Extract to read:

^^^^^^^^

For example, home suitability rules of the 1940s and 1950s evolved from the federal government's failure to provide clarity concerning a definition and specific criteria for determining the suitability of a home. This led to variability at the state level and allowed public welfare agencies to become instruments of local interests and prejudices, a situation that ultimately led to debate about the usefulness of the policy and the real purpose it served.

Ostensibly, home suitability requirements were created to ensure that public support was provided only to "moral" homes. States could reject at the point of application, or subsequently expel from the rolls, clients whose homes were labeled "immoral." Cases of expelled or rejected homes were closed without follow-up services under the rationalization that services to the children could not be provided because cases were no longer active [Bell 1965].

The records of the Children's Bureau, the National Association for the Advancement of Colored People (NAACP), and the National Urban League (NUL), reflect the different application of AFDC eligibility standards for African Americans in states such as Mississippi and Florida. Prior to the Flemming Rule (1955-1959), the majority of African American families who lived in the South did not receive welfare benefits from the federal-state AFDC because they were arbitrarily denied.

In 1960, states such as Louisiana overnight expelled thousands of clients from the AFDC rolls simply on the grounds that in these cases women had a child outside of marriage. This was taken as face value evidence of "unsuitability" and the expul­sions took place without hearings for the clients and without any serious investigations or intervention by welfare agencies concerning the well-being of the child. The policies were immersed in the politics of racism, for the expulsions on the grounds of "unsuitability" were overwhelmingly applied to African American clients. The expulsion of clients and their children from the welfare rolls had extreme significance for the child welfare system because these children were then classified as being neglected due to a lack of adequate income to provide properly for them. This situation is known as the Louisiana Incident [Bell1965].

^^^^^^^^

Extracted entries:
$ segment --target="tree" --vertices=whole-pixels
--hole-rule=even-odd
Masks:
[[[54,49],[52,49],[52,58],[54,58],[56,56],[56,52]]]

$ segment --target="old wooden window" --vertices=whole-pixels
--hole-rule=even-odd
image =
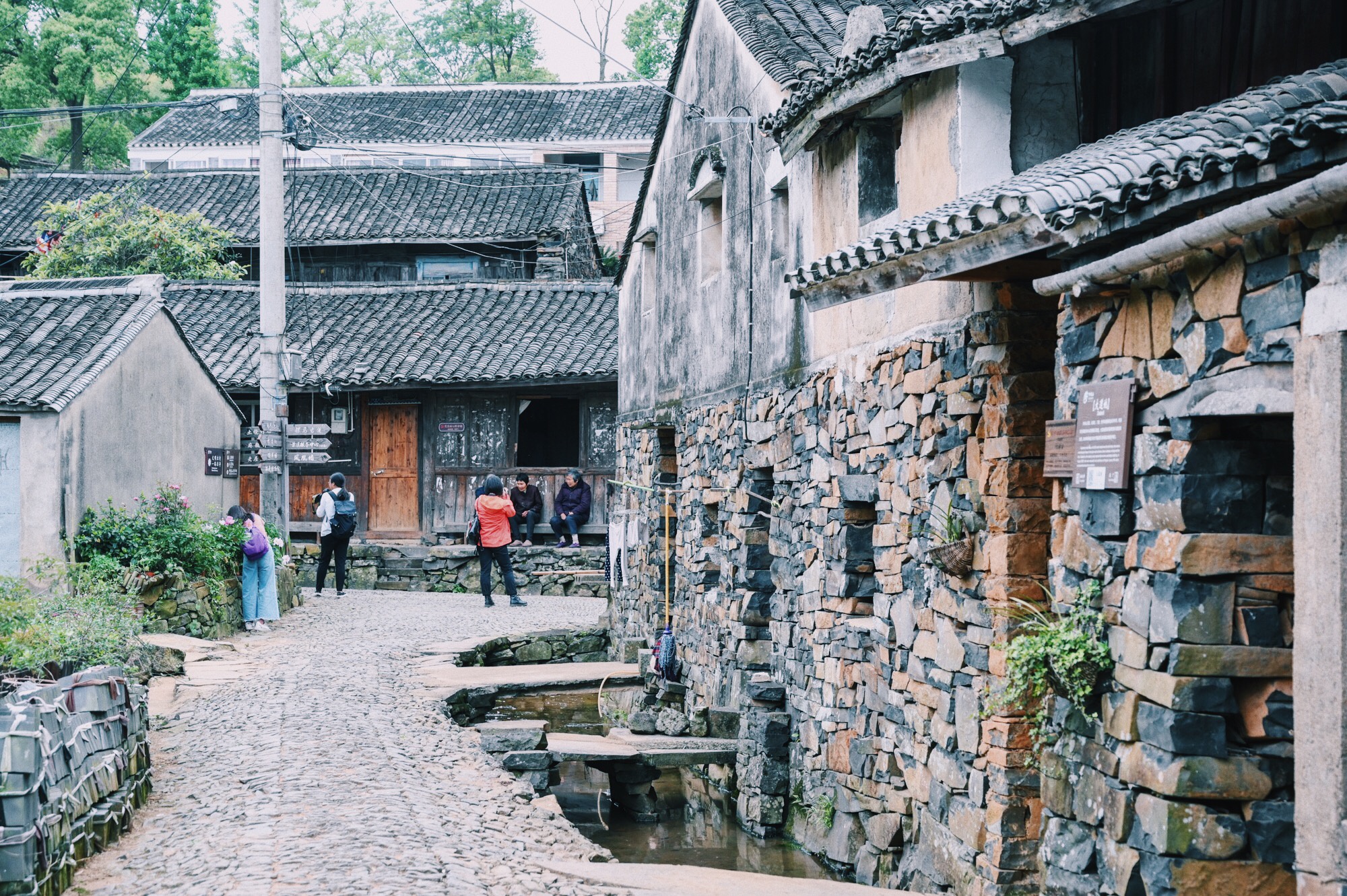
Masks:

^^^^^^^^

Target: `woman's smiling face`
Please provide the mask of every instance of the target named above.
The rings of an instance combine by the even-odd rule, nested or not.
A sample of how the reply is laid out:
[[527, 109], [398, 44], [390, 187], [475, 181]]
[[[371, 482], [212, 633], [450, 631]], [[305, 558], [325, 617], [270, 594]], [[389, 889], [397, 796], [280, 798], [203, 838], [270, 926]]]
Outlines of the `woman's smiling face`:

^^^^^^^^

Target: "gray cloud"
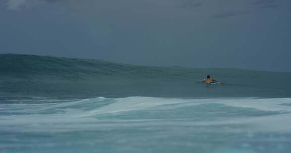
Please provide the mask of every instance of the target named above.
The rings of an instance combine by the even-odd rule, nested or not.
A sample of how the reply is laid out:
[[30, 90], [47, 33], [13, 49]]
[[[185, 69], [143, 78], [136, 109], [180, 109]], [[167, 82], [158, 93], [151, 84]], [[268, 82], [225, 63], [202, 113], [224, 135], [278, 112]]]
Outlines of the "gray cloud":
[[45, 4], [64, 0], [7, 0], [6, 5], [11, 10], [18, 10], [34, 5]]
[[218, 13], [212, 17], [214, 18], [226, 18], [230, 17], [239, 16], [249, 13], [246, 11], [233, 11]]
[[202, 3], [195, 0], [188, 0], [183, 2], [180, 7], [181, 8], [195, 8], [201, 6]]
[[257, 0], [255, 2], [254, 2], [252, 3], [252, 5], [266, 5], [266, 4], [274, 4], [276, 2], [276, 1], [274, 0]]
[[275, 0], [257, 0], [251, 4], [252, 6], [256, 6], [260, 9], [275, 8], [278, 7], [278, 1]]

^^^^^^^^

Given exercise: Copy out the full passage on home suitability rules and AFDC eligibility word for word.

Result of this exercise:
For example, home suitability rules of the 1940s and 1950s evolved from the federal government's failure to provide clarity concerning a definition and specific criteria for determining the suitability of a home. This led to variability at the state level and allowed public welfare agencies to become instruments of local interests and prejudices, a situation that ultimately led to debate about the usefulness of the policy and the real purpose it served.

Ostensibly, home suitability requirements were created to ensure that public support was provided only to "moral" homes. States could reject at the point of application, or subsequently expel from the rolls, clients whose homes were labeled "immoral." Cases of expelled or rejected homes were closed without follow-up services under the rationalization that services to the children could not be provided because cases were no longer active [Bell 1965].

The records of the Children's Bureau, the National Association for the Advancement of Colored People (NAACP), and the National Urban League (NUL), reflect the different application of AFDC eligibility standards for African Americans in states such as Mississippi and Florida. Prior to the Flemming Rule (1955-1959), the majority of African American families who lived in the South did not receive welfare benefits from the federal-state AFDC because they were arbitrarily denied.

In 1960, states such as Louisiana overnight expelled thousands of clients from the AFDC rolls simply on the grounds that in these cases women had a child outside of marriage. This was taken as face value evidence of "unsuitability" and the expul­sions took place without hearings for the clients and without any serious investigations or intervention by welfare agencies concerning the well-being of the child. The policies were immersed in the politics of racism, for the expulsions on the grounds of "unsuitability" were overwhelmingly applied to African American clients. The expulsion of clients and their children from the welfare rolls had extreme significance for the child welfare system because these children were then classified as being neglected due to a lack of adequate income to provide properly for them. This situation is known as the Louisiana Incident [Bell1965].